> PASSAGE SHOWN:

┄┄┄┄┄┄

I finished a bit after 6:00 and was looking forward to checking out and heading home to cook something simple for supper. So, I pushed my overflowing cart to the front of the store … and stopped.
I counted 10 cash registers, half of which were self-check stations. I saw no one at the regular lines, not a soul. The only visible employee was manning the computer for the self-checking stations. And that poor lady had her hands full.
I paused, looking for a manager or someone with the familiar green apron. Not one single employee came near.
It was getting late, so I resorted to a self-check station for my entire buggy full of food. Now granted, I was frustrated, but I sensed a gladness test coming, and I figured I could handle it.
“I got this,” I said confidently to no one in particular, as I began putting my zillion and one items onto the conveyer belt.
Things went from bad to worse very quickly though, as a line of equally frustrated customers formed behind me. At first, I smiled apologetically, but after about 20 cans of tuna, soup, and coconut milk, my smile waned. Things grew exponentially worse as I lifted the cases of water and sodas out of the cart, onto the belt, and back into the cart, all by myself.
By the time I started manually looking up each fruit and vegetable code in order to weigh every item, my patience and gladness were long gone. And when the computer double charged me for some expensive peaches, I tried to motion for help from the one single monitor on duty.
God bless her. It took her forever to get to me, and even longer for her to correct my problem.

┄┄┄┄┄┄

> SUPPLIED INFORMATION:
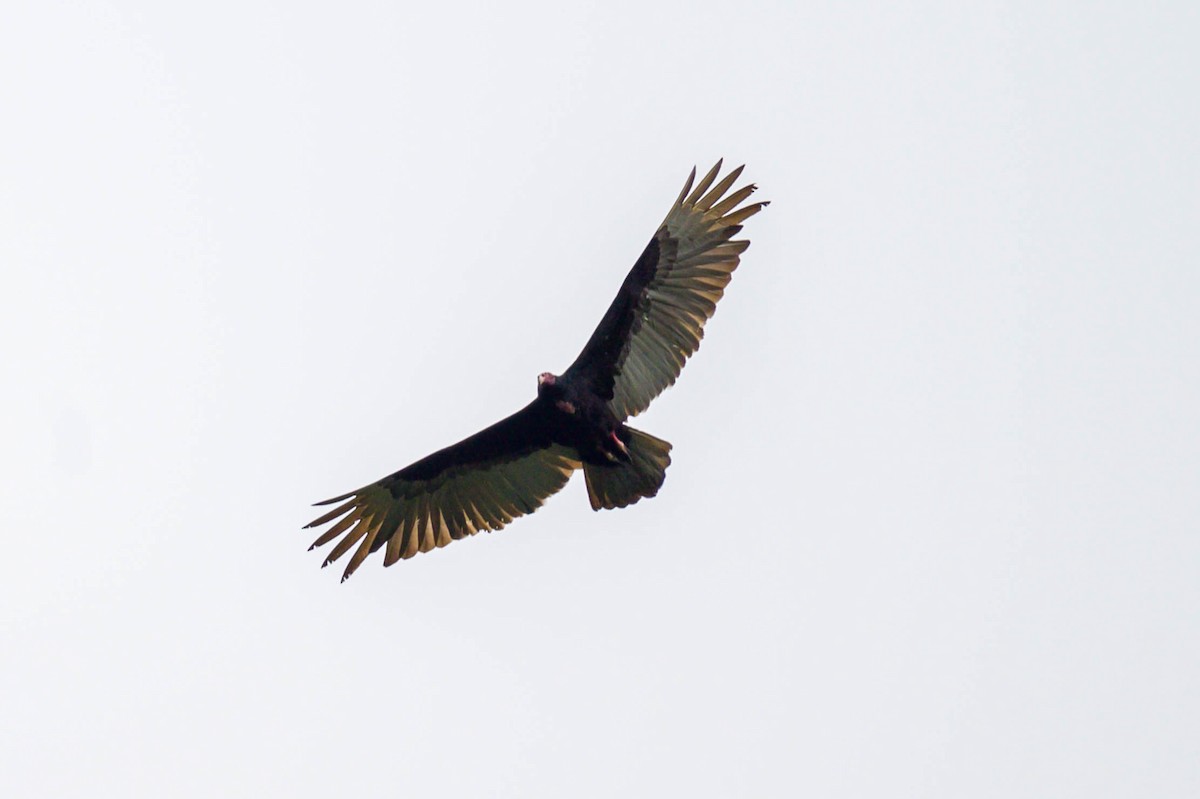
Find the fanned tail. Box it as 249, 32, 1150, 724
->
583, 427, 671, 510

┄┄┄┄┄┄

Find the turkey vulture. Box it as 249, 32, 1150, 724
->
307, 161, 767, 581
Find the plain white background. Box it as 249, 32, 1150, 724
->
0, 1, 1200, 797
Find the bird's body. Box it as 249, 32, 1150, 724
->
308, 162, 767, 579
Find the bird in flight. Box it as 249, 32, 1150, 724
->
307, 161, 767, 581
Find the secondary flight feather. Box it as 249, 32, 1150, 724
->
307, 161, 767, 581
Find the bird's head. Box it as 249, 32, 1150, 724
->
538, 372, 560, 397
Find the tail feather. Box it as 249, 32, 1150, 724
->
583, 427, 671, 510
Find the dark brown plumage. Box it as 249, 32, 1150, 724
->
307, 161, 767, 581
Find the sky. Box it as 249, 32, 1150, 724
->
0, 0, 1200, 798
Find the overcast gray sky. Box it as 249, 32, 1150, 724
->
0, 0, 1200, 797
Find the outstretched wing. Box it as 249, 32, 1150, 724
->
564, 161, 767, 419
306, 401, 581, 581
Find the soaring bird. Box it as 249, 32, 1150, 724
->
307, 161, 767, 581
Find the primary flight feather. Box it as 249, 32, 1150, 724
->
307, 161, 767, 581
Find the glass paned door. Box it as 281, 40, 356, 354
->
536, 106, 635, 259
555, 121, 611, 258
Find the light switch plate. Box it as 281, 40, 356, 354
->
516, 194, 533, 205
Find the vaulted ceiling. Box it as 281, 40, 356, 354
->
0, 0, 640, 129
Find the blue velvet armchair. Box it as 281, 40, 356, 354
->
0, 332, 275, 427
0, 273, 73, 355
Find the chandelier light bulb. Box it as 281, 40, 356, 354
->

┄┄┄┄┄┄

> TASKS TO COMPLETE:
**A.** From the grocery checkout account, list the three items that the narrator says came in cans.
**B.** Summarize the grocery checkout account in two sentences.
**C.** Proceed with the grocery checkout account from the point where it stops, keeping the same first-person voice.
None of the lines above is needed for this work.

> RESPONSES BY ITEM NUMBER:
**A.**
- Tuna
- Soup
- Coconut milk

**B.** Finding no cashiers at the regular lines and only one employee overseeing the self-check stations, the narrator used a self-check station for an overflowing cart of food, confident of handling the test. Patience ran out as a line formed behind, heavy cases had to be lifted alone, and produce codes had to be looked up, and when expensive peaches were double charged, the lone monitor took a long time to arrive and even longer to correct the problem.

**C.**
I looked behind me; the line, the sighs, and the frowns were growing. At this point, I started throwing things onto the conveyer belt and mumbling incoherently. I must have looked crazy and unhinged, because the line behind me dissolved quickly.
Finally, half an hour into my checkout debacle, I threw the last item in the bag and spent five minutes trying to honestly and honorably pay for all my goods via a troublesome, crazy computer. I contemplated screaming.
In no way whatsoever did I resemble Pollyanna by then, and there was nothing visibly Christ-like about me. In fact, I probably looked like a great recipient for a John 3:16 tract.
Amazingly, out of nowhere, two—yes, two—managers appeared as I exited my grocery nightmare. They both smiled, seeking positive affirmation about my visit to their neighborhood market. That did it.
Pollyanna would have smiled and said, “Even though I had to shop, check, and bag my own groceries, I am so glad I could afford so much good food for my family. I am glad God provided so well.”
But Pollyanna wasn’t there. So, I snapped at the managers, saying I probably wouldn’t be back if they were not going to provide cashiers.
I knew before I even made it to the car that I not only failed my gladness test, I bombed it.
I crawled into my car like the convicted sinner I was, crying and confessing my shortcomings. I asked God to restore unto me the joy of my salvation, to show me how to get my gladness back.
He lovingly and patiently reminded me that I am not my own source of gladness, so I can’t get it back on my own. He also reminded me that the world couldn’t give me true joy either, which means the world can’t take it away. Situations come and go; joy should not be affected by those situations.
Rightfully and lawfully, joy belongs to me. It is my inherited possession as a child of God. And I alone had surrendered and relinquished my God-given joy.
For restoration, I simply needed to trust that He is the lifter of my head, and His joy is my strength. I needed to rejoice and be glad in Him, for He is the God of my salvation.
So, forgiven, reminded, and refreshed, I buckled my seatbelt and cranked up my car as well as my worship music.
I might not have beat Pollyanna at her Glad Game that afternoon, but I had been reminded that gladness is a choice—my choice. And I choose the joy of the Lord.
So, if you ask me about my shopping fiasco, in my best Pollyanna voice, I will say, “I am very glad those store managers promised me I wouldn’t have to self-check a buggy full of groceries ever again.”